Texto extraído:

----

De un padre ‘loco’, ¿un hijo más ‘loco’ todavía?

Lo más gráfico que te puedo decir es que a mí esa locura por el arte de mi padre me convenció tanto que decidí dedicarme a lo mismo. Con el tiempo, me di cuenta de que toda la gente que me gustaba era más o menos como mi padre: Antonio López, Lucio Muñoz… De niño, le acompañaba a Saint-Paul de Vence, donde está la sede de la Fundación Maeght, reconocida por velar por el arte moderno y contemporáneo, y allí estábamos con gente como Marc Chagall, Joan Miró… Todos, todos, todos, tenían algo muy particular. Ahí surgió el deseo: «¡A mí me gustaría ser uno de estos!». Y decidí apostar por ello.

No le ha ido nada mal…

No, me ha ido muy bien en general, tras bastante tiempo y muchas exposiciones. Desde un primer momento, comprendí que lo único que me gustaba era estar en el estudio, que no me interesaba todo lo que se mueve en el mundillo alrededor.

¿Eso es porque cree que el arte está al dictado del mercado?

No tanto como eso. Más bien, algunos tratan de manipular el mercado. Es decir, ciertas galerías importantes, conchabadas con críticos, hacen que el campo de juego se ensucie; no es limpio. Lo único que vale de verdad es lo que pasa entre quien crea y el espectador, quien se pone frente a la obra. Desgraciadamente, esto tiende a desvanecerse.

¿Su padre logró escapar de esos condicionantes del negocio?

Lo intentó, pero hasta cierto punto. Me acuerdo de que una vez me dijo: «Llevo 76 entrevistas y cada una me hace perder todo, o una mañana o una tarde». No es que no le gustara ni comunicar ni los periodistas, es que él era un trabajador nato. Siempre decía que no quería ser famoso: «Solo quiero estar en mi estudio y andar con mis tonterías». Esa es la verdad: todo lo que pasa de bueno y de verdadero ocurre en el estudio.

En un mundo tan fugaz, en el que los chavales cambian cada quince segundos de vídeo en TikTok. ¿Dónde queda la contemplación?

¡Ojalá solo fuera TikTok! Lo malo es que todo ese acceso permanente a todo, sin freno, sin tasa y sin medida en el caso del arte, ya es exagerado. Todo el mundo quiere hacer lo que está triunfando en Nueva York el último día, a base de hacer lo que ven por ahí, en vez de ser uno mismo.

Sin contemplación, ¿el arte se desvanece como tal?

----

Listado:
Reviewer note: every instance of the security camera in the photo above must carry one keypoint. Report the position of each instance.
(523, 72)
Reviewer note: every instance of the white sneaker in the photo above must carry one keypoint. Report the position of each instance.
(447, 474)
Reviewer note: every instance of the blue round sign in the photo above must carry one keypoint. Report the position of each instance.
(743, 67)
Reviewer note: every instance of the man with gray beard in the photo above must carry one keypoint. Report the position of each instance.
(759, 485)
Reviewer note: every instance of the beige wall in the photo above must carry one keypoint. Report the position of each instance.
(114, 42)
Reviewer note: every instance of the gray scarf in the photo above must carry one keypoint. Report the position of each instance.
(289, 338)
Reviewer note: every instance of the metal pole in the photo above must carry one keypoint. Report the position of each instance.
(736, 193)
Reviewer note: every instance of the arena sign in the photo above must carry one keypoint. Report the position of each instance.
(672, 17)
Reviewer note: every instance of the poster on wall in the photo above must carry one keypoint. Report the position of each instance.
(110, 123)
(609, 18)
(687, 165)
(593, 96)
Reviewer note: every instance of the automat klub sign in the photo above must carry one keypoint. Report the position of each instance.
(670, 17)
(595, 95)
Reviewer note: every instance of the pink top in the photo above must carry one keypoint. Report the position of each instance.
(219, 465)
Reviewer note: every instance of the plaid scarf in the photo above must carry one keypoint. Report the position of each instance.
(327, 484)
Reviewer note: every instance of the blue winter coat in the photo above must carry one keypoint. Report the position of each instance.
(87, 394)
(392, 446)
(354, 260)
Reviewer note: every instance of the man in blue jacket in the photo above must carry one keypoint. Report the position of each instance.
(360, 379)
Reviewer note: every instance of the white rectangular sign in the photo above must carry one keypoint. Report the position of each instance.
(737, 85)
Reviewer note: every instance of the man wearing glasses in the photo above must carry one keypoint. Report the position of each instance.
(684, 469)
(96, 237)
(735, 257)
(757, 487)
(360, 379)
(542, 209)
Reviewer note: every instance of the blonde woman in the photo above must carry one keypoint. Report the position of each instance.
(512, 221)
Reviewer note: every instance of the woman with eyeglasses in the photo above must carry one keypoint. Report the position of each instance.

----

Objetivo:
Contesta brevemente, según la entrevista sobre el arte:
(a) ¿A qué lugar acompañaba de niño el entrevistado a su padre?
(b) ¿Cuántas entrevistas dijo el padre que llevaba?
(c) Según el entrevistado, ¿qué hacen ciertas galerías importantes conchabadas con críticos?
El material no tiene ningún papel en este ejercicio.

Respuesta:
(a) A Saint-Paul de Vence, donde está la sede de la Fundación Maeght.
(b) 76 entrevistas.
(c) Hacen que el campo de juego se ensucie, de modo que no es limpio.